Okunacak metin:
──────────────────────────────

Kısacası değerli okurlarım; bu iki konu Papaz ve Arap meselesi birbirinden bağımsız olmayıp aynı senaryonun 2 farklı oyuncusudur. Artist Amerika, yönetmen İngiltere, figüranlar Türkiye ve Arabistan, seyirciler Avrupa…

Şimdi bu skandalın ve rezaletin altından nasıl kalkılacak derken; TÜRKÜM, DOĞRUYUM, ÇALIŞKANIM…

Son 5 gündür hem sosyal medyada, hem tüm iletişim kanallarında ANDIMIZ’dan başka bir şey konuşulup yazılıyor mu?

Ne papaz, ne Kaşıkçı, ne ekonomi, ne Arda Turan, ne Suriyeliler meselesi, TERTEMİZ…

İktidar seçmeninin bir kısmını tenzih ederek; çünkü bir kısım iktidar seçmeni, muhalefet gibi sesini yükseltti bu papaz, Kaşıkçı ve ekonomi konusunda serzenişte bulunmuştu, muhalefet seçmenini nasıl susturulabilirdi?

──────────────────────────────

Verilen bilgiler:

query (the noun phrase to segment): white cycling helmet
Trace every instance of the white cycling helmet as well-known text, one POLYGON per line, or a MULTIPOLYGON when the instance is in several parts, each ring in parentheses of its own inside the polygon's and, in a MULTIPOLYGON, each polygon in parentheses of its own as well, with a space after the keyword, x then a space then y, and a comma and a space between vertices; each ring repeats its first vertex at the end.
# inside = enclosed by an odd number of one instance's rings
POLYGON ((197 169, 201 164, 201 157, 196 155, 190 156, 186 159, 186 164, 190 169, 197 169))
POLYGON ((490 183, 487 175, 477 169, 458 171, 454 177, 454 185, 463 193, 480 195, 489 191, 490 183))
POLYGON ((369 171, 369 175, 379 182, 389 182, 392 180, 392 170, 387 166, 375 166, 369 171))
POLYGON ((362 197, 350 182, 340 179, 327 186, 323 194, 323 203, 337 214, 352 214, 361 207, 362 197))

──────────────────────────────

Yönerge ve şartlar:
Papaz ve Kaşıkçı meseleleriyle Andımız tartışmasını konu alan yazıyı, gösterilen son cümlenin ardından devam ettirin.

Görevin cevabı:
Uyku hapı gibi!

Yine de ANDIMIZ’ın aramıza geri dönmesi acayip bir mutluluk kaynağı kanaatimce.

 Ne Mutlu Türküm Diyene.

***

YEREL SEÇİMLER

Genelde ittifaklar çatlamaz ise AKP ve MHP alır götürür gibi görünüyor yerel seçimleri.

Muhalefet ise yine onlara, hüsran ve hasret var gibi görünüyor böyle giderlerse.

Yukarıda detayları ile yazdım, PR diye bir şey var şimdilerde; eskiden reklam, kampanya vs. sözcükler ile dillendirilirdi.

İktidar dışarıdan aldığı darbeler ile bu PR’ı bir nebze öğrendi ve içeride acayip kullanıyor. Dünyada her şey bu PR ile dönüyor ama bizim muhalefetin bu konu ile tanışmadığını söyleyebilirim.

Milyon dolarlar seçimde harcıyor hem iktidar, hem de muhalefet partileri bunun için. Tabii iktidarın devlet bütçesinden de örtülü örtüsüz bu kampanyalar için kullandığını tahmin edebiliyoruz.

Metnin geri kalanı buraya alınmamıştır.